Supplied data ::
--- begin ---
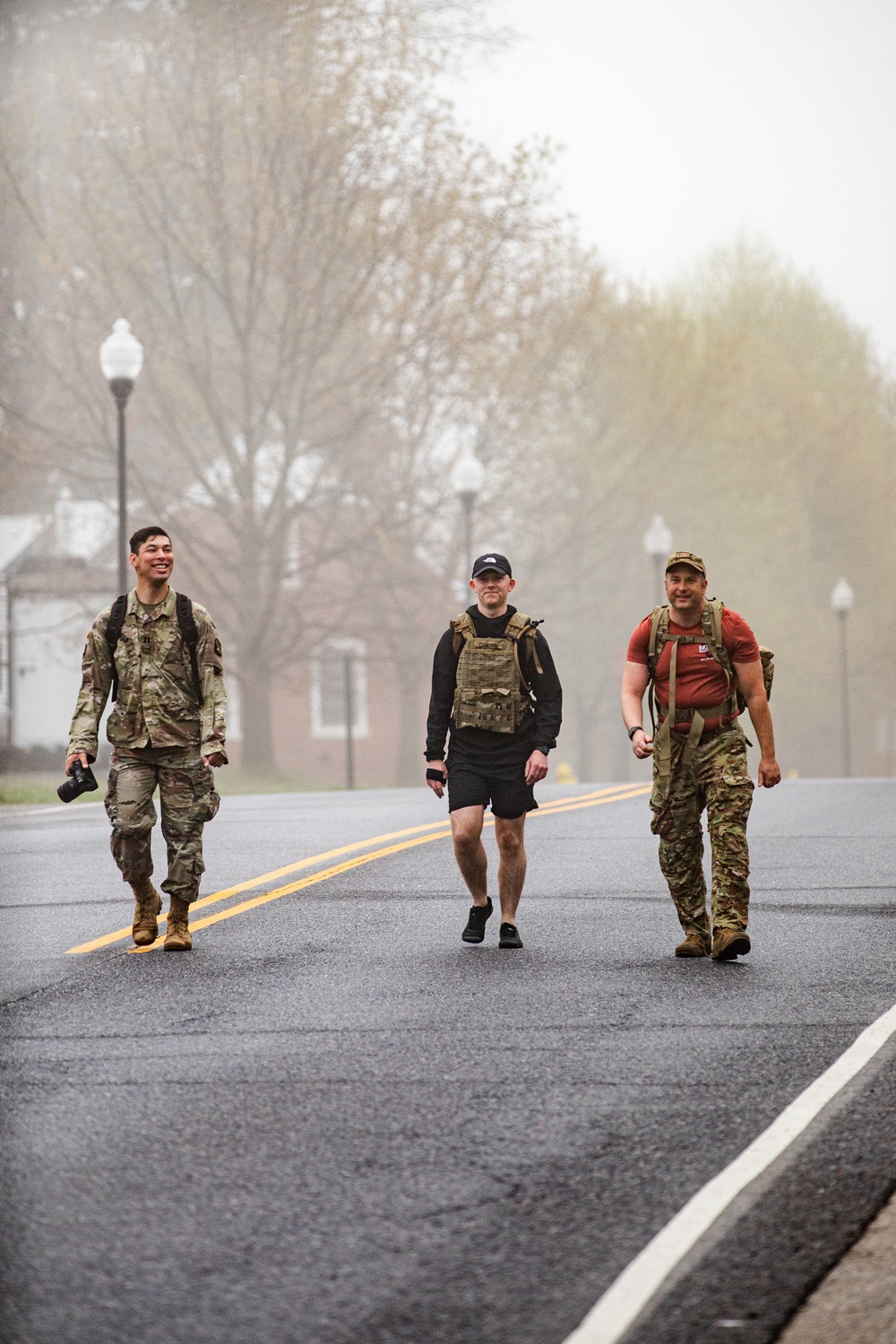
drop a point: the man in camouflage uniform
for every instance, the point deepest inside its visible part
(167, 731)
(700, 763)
--- end ---
--- begin ---
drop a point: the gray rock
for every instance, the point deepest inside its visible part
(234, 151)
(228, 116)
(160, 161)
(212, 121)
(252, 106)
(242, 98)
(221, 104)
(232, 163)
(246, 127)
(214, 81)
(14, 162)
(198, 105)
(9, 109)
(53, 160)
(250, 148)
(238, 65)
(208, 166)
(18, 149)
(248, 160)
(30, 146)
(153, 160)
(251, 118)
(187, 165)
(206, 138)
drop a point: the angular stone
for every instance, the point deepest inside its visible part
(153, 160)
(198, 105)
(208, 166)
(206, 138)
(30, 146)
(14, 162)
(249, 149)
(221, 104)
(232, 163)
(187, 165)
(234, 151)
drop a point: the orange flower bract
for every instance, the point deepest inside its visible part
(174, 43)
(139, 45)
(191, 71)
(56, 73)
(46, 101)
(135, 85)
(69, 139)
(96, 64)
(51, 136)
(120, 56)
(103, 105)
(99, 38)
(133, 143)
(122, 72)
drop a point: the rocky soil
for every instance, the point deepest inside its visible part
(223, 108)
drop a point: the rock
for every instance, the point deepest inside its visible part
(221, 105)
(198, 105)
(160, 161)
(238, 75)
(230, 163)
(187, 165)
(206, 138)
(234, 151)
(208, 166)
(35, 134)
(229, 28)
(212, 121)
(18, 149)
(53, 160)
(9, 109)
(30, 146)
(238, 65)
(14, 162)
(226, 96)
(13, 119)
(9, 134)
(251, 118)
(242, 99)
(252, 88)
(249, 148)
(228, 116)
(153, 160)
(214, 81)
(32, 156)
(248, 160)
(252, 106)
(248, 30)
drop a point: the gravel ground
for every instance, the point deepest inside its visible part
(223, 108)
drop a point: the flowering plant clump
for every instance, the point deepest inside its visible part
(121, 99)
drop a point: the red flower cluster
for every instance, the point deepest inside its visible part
--- end ---
--- begin ---
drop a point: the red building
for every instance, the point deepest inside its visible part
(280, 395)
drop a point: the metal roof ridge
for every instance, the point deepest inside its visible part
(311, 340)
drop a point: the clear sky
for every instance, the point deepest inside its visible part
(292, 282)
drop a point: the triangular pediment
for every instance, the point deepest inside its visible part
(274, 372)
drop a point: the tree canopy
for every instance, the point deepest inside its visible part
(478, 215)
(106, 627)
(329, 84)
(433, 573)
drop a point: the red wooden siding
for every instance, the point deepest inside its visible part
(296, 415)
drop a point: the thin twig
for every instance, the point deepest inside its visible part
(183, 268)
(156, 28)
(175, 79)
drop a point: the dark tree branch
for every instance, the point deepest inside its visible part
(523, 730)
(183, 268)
--- end ---
Find every line in the rows above that contains the word "tree" and copy each of those lines out.

Exercise result ::
drop a point: the tree canopy
drop a point: the dark tree branch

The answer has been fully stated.